Document segment →
Start of Block

Entering edit mode
7.2 years ago
vassialk
▴
200
Is there any sample code with a tutorial on how to align a 1000 bp (gyrase) gene sequence against a database of them, in Python or Java? Need to write a code to align an input sequence against a database of known sequences of several classes (100 items of each class) and output reports with variants and analysis charts. Can Biopython help in this task or I should search and use the other libraries or switch to R? Thank you.
I'm having a hard time understanding the question... Can you try to be clearer about what your input sequence and database of sequences look like?
Input -- cut DNAGyrase gene from tuberculosis Illumina NGS, database --- relevant genes with a known resistance status, thanks
Just a few more clarifying questions:
What is your goal after aligning the sequences, and do you need to use Python? It sounds to me like you already have a sequence you have constructed from your NGS data and now need to do a large-scale multiple alignment, perhaps for distance metrics like phylogenetic trees? Is that correct? Or are you looking to do a read mapping, with something like a BWA aligner to a known set of reference sequences?
I need to find differences between the input and database sequences and generate a meaningful nice report, thanks
So what you want is a variant caller then? And "a meaningful, nice report" is still super vague
If you want SNPs, then yes a variant calling pipeline like this one would be appropriate. If you want straight differences (global pairwise differences), then you'll want something like one of the clustal programs instead. In any case, there are already tools out there that do both of these things, so you shouldn't spend your time recoding it in Python unless you need to do that for a project of some sort.

End of Block

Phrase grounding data
Start of Block

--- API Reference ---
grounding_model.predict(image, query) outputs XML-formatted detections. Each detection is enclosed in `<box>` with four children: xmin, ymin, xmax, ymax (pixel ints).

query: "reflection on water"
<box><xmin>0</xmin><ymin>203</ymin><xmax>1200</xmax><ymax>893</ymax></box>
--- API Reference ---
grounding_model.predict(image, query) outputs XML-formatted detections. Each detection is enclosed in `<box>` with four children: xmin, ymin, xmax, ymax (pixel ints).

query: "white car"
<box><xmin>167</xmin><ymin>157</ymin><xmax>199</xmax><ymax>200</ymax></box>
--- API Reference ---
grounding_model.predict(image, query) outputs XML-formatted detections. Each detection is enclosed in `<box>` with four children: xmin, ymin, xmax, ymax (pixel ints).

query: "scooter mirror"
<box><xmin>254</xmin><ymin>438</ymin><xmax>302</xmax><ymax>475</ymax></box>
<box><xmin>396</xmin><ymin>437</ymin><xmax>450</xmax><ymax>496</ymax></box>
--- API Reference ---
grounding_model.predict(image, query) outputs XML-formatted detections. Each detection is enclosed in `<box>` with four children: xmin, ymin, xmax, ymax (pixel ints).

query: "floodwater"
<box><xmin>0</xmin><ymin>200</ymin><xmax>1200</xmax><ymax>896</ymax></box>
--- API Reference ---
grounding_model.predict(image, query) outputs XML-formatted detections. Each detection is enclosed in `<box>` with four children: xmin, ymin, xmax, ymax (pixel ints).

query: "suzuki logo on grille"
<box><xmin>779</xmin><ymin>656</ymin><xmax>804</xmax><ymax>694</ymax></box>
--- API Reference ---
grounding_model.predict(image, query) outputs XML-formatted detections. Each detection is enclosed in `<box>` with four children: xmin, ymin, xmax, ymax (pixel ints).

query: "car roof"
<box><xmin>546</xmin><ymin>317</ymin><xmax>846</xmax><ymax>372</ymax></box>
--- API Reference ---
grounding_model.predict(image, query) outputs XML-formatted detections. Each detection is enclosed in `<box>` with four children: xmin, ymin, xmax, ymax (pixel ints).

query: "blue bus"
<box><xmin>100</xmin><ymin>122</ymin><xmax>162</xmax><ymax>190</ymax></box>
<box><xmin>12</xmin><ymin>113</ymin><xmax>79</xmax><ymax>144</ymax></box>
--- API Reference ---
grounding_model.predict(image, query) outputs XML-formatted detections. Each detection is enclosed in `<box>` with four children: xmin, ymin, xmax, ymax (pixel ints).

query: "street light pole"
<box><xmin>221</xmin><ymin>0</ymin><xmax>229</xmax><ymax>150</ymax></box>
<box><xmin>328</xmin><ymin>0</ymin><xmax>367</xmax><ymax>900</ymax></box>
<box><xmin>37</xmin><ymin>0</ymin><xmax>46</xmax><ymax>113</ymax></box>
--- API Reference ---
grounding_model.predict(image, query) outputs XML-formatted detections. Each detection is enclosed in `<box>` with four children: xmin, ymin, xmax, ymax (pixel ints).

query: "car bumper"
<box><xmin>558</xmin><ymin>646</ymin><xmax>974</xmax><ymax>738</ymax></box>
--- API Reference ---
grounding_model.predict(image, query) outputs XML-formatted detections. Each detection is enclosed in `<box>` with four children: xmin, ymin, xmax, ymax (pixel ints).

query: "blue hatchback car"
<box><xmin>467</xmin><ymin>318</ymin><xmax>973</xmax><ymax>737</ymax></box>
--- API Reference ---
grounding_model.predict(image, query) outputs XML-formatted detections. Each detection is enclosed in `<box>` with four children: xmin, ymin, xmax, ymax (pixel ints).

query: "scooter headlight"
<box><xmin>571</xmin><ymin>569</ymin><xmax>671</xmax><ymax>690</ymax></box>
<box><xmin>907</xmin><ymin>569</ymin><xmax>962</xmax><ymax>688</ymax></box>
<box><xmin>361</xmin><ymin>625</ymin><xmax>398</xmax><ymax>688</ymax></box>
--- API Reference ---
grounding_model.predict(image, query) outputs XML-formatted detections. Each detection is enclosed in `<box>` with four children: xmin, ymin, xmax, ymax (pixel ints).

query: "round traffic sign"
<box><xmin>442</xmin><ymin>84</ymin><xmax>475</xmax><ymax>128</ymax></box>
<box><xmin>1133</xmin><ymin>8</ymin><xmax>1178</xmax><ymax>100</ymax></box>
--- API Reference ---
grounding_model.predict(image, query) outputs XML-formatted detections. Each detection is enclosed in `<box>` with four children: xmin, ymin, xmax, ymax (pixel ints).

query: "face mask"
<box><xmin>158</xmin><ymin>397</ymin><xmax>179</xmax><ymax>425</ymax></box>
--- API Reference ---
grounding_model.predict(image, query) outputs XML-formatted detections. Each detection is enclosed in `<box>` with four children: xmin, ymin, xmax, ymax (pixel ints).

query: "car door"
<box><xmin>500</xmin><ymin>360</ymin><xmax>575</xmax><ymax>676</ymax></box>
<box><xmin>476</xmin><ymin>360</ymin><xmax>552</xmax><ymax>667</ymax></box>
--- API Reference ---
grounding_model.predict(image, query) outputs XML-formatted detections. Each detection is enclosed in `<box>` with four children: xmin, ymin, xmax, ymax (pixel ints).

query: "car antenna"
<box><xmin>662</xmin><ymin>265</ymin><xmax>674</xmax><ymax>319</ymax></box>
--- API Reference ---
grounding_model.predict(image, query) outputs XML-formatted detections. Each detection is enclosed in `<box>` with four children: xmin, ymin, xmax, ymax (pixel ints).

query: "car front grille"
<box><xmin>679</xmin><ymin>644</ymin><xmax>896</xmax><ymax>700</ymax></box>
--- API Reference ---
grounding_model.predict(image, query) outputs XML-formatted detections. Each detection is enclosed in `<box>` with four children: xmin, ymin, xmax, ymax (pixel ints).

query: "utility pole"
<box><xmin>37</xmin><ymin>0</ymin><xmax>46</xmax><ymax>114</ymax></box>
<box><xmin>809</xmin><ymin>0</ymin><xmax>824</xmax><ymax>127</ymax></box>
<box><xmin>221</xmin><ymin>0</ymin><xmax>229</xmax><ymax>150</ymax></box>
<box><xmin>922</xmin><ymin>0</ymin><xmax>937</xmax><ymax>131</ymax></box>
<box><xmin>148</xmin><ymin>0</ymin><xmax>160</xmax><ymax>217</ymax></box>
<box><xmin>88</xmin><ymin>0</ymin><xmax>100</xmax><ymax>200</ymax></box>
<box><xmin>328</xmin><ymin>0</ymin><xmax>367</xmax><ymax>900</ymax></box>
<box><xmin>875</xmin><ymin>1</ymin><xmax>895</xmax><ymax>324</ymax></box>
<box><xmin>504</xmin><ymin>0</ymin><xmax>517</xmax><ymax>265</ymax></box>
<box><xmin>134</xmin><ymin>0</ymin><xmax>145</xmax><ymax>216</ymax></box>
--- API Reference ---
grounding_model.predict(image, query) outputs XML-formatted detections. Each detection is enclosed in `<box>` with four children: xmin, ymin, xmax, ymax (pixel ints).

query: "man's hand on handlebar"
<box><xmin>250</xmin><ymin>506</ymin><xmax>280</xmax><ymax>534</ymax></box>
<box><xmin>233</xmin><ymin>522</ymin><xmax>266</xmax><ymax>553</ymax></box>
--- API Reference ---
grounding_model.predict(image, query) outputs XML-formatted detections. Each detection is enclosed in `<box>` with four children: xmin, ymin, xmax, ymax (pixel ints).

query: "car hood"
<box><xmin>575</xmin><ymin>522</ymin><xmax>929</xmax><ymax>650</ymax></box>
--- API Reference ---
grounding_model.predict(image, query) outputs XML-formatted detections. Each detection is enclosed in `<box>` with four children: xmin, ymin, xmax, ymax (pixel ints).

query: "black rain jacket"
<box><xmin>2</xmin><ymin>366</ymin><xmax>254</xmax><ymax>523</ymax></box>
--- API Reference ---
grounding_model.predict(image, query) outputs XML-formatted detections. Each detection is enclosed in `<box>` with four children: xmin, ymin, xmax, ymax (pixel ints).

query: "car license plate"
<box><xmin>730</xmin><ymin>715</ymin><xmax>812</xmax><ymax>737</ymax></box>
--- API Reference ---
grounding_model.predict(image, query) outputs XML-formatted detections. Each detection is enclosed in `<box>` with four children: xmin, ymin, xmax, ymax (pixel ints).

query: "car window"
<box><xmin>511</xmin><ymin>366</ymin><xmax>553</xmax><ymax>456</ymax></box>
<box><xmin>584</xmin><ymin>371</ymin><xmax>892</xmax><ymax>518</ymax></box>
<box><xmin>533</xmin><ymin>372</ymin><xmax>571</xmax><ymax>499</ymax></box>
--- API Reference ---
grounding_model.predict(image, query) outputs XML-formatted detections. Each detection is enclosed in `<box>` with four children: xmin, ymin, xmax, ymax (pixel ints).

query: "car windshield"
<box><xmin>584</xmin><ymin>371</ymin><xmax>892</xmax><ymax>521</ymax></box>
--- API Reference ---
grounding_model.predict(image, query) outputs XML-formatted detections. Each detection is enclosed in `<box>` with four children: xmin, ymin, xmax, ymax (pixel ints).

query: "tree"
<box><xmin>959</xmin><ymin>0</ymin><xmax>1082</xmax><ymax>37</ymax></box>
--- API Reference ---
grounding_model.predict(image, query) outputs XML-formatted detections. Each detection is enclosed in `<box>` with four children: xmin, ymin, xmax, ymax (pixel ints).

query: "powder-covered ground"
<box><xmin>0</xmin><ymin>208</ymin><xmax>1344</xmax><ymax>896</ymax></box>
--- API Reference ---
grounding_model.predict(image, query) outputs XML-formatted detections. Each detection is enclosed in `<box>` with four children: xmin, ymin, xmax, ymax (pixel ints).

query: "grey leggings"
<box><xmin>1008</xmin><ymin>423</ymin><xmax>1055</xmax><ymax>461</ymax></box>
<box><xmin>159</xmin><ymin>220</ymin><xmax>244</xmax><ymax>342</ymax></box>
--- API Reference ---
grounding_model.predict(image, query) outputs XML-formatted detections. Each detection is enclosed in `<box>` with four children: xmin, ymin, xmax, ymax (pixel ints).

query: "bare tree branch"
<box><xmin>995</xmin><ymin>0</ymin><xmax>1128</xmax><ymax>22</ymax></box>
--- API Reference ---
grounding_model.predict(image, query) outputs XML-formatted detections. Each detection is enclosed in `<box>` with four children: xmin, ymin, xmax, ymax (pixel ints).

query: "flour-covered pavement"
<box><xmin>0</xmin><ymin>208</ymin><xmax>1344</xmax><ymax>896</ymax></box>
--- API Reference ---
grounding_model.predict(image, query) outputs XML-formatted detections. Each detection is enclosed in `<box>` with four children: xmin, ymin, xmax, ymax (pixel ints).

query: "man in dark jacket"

End of Block

Your objective →
Summarize the forum thread on aligning a gyrase gene sequence in two sentences.

Exercise result →
A user asks for sample code in Python or Java to align a 1000 bp gyrase gene sequence, cut from tuberculosis Illumina NGS data, against a database of genes with known resistance status and to report the differences. A reply says that a variant calling pipeline suits finding SNPs and a clustal program suits straight global pairwise differences, and that existing tools already do both, so recoding them in Python is only worth it if a project requires it.